++++ DATA RECORDS ++++

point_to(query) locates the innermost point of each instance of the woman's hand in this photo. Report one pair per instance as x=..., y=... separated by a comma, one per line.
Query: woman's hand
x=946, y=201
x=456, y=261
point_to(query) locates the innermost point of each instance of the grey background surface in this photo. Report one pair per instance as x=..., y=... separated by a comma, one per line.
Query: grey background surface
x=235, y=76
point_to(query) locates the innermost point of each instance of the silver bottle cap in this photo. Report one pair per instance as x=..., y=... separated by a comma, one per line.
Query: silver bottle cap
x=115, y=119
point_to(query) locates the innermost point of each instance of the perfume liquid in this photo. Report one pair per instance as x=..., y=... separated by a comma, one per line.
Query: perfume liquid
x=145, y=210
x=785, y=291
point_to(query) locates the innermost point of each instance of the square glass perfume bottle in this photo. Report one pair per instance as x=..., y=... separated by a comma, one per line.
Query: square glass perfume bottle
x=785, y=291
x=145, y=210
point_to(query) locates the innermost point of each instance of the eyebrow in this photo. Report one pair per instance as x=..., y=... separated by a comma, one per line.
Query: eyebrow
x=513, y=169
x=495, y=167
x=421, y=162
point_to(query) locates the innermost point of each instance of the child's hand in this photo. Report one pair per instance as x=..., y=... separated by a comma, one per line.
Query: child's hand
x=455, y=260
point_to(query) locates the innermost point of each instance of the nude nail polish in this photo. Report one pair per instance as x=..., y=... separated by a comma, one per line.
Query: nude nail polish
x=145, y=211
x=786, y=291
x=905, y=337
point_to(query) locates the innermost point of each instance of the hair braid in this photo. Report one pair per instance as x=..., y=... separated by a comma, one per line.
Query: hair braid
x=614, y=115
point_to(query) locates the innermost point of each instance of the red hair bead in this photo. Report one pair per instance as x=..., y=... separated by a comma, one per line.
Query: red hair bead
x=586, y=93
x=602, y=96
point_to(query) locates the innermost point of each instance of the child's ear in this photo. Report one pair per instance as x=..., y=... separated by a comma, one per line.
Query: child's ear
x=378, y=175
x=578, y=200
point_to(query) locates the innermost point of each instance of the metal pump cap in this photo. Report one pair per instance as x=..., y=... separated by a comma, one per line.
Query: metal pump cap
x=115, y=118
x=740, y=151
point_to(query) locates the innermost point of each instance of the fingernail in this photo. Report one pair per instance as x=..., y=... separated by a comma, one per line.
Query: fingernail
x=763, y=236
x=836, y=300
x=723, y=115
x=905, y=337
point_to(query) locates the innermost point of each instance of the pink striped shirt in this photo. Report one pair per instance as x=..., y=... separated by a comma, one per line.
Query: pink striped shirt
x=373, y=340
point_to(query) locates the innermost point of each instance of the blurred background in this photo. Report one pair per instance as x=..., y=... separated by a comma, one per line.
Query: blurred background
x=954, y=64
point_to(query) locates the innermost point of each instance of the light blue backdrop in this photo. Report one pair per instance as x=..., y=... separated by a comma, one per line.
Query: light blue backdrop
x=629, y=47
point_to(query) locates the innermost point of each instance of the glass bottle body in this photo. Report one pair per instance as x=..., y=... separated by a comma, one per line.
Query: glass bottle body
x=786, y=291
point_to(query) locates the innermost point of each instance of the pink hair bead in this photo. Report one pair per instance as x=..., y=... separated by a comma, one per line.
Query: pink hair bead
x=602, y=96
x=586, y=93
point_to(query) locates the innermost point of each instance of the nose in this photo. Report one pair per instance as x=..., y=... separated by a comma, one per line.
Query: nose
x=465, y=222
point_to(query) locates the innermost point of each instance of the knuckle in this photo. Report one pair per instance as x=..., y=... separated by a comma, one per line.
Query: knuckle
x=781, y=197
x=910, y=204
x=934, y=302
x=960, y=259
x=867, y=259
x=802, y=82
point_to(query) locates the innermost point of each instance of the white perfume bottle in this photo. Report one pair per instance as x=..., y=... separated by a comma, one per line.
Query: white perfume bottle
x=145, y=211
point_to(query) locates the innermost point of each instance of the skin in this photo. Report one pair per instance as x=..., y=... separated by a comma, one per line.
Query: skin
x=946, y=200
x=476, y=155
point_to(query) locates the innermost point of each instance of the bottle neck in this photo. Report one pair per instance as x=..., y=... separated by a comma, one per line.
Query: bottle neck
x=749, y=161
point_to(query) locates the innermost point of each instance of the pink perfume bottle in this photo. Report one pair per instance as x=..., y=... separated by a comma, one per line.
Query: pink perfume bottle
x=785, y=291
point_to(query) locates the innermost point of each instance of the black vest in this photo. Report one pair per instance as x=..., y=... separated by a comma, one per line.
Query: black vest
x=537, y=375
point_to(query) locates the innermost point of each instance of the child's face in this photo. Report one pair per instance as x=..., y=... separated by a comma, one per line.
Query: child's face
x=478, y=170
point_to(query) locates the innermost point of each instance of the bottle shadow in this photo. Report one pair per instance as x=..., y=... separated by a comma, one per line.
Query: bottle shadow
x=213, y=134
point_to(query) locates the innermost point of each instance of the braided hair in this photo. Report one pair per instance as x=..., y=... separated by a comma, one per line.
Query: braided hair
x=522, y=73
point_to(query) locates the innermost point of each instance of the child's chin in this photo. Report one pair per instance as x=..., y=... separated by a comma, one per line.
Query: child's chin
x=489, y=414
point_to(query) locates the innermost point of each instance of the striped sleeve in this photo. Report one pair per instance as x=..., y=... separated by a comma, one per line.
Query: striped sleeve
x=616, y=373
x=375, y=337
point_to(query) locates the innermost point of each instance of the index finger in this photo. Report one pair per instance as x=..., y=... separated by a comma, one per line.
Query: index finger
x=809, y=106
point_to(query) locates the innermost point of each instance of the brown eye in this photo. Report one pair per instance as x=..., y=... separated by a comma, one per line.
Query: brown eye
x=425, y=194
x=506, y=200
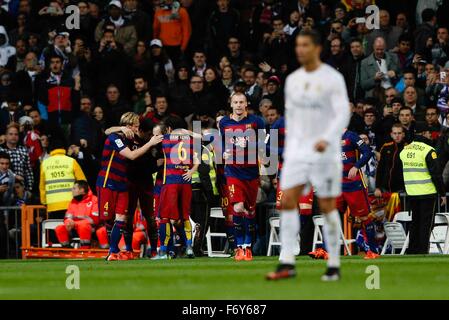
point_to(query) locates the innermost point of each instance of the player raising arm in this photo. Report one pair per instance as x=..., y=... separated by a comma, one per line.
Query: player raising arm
x=240, y=140
x=317, y=111
x=176, y=193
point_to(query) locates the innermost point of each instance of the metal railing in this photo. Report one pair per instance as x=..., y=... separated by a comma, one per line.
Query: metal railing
x=13, y=212
x=403, y=196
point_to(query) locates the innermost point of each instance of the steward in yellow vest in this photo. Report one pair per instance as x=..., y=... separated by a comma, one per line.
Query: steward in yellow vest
x=423, y=182
x=58, y=173
x=204, y=195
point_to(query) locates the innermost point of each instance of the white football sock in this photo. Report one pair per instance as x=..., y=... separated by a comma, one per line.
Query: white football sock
x=289, y=235
x=331, y=231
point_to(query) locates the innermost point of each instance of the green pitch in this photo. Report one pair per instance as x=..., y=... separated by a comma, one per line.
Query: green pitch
x=417, y=277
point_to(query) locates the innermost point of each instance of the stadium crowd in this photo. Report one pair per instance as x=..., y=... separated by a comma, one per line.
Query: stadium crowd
x=63, y=87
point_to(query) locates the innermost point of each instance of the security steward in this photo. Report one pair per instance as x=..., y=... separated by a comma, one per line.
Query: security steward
x=204, y=195
x=57, y=176
x=423, y=183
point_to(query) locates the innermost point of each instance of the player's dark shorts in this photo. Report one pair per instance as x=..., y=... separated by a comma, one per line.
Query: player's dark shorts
x=243, y=191
x=111, y=203
x=175, y=201
x=357, y=202
x=228, y=209
x=305, y=203
x=143, y=193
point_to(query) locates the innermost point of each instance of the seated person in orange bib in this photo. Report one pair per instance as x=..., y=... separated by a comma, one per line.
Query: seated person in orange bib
x=82, y=217
x=176, y=194
x=355, y=154
x=112, y=182
x=305, y=202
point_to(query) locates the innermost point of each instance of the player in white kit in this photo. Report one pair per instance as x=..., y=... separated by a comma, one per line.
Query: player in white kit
x=317, y=111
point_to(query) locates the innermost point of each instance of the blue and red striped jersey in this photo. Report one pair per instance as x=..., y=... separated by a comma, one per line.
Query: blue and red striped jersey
x=240, y=138
x=112, y=174
x=178, y=155
x=354, y=153
x=279, y=125
x=159, y=181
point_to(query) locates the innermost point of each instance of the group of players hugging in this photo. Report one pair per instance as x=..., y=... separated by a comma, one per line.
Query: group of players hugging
x=138, y=150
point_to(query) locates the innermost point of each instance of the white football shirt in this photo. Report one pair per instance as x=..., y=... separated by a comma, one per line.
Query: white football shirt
x=316, y=108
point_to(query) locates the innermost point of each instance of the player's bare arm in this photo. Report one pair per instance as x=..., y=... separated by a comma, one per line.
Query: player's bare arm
x=129, y=134
x=134, y=154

++++

» **WHAT YOU WILL DO**
For this exercise, repeat exactly the lines of the data above from the one with "of the silver" down to the one with "the child's ear", both end lines included.

» **WRITTEN RESPONSE**
point_to(query) locates the innermost point of each instance of the silver bottle cap in this photo. Report one pair per instance as x=..., y=... separated by a comma, one per line.
Query: silver bottle cap
x=115, y=119
point_to(query) locates the innermost point of each instance of the perfume liquid in this photo. Report one pair per instance as x=..., y=... separated by a comma, one per line.
Query: perfume liquid
x=145, y=210
x=785, y=291
point_to(query) locates the innermost point of each instance of the square glass perfume bottle in this photo. Report one pair per instance as x=..., y=... separated by a comma, one per line.
Query: square glass perfume bottle
x=785, y=291
x=145, y=210
point_to(query) locates the innermost point of each instance of the eyebrow in this photo. Report one pair per instance as x=..., y=... separated by a comma, one per line.
Query: eyebrow
x=513, y=169
x=495, y=167
x=421, y=162
point_to(query) locates the innermost point of each instance of the child's hand in this photo. Report one pair per instance as x=..., y=... separated by a comma, one per line.
Query: child's hand
x=455, y=260
point_to(query) locates the innermost point of each instance of the nude nail polish in this photo. Report one pair per instance as x=..., y=... separated by a comma, one per line.
Query: nude nail polish
x=145, y=211
x=786, y=291
x=905, y=337
point_to(query) locates the innermost point of each instance of the hair braid in this photo. Report one pair per instance as x=..., y=... separated by a comma, one per line.
Query: hair braid
x=614, y=115
point_to(query) locates the innermost point of each instance of the red hair bead in this photo. Report one pair per instance as x=..., y=... separated by a comma, one per line.
Query: red hair bead
x=586, y=93
x=602, y=96
point_to(query) locates the innermost point of each instance of the child's ear in this photo. Report one pair per instance as x=..., y=... separated by a comma, one per line.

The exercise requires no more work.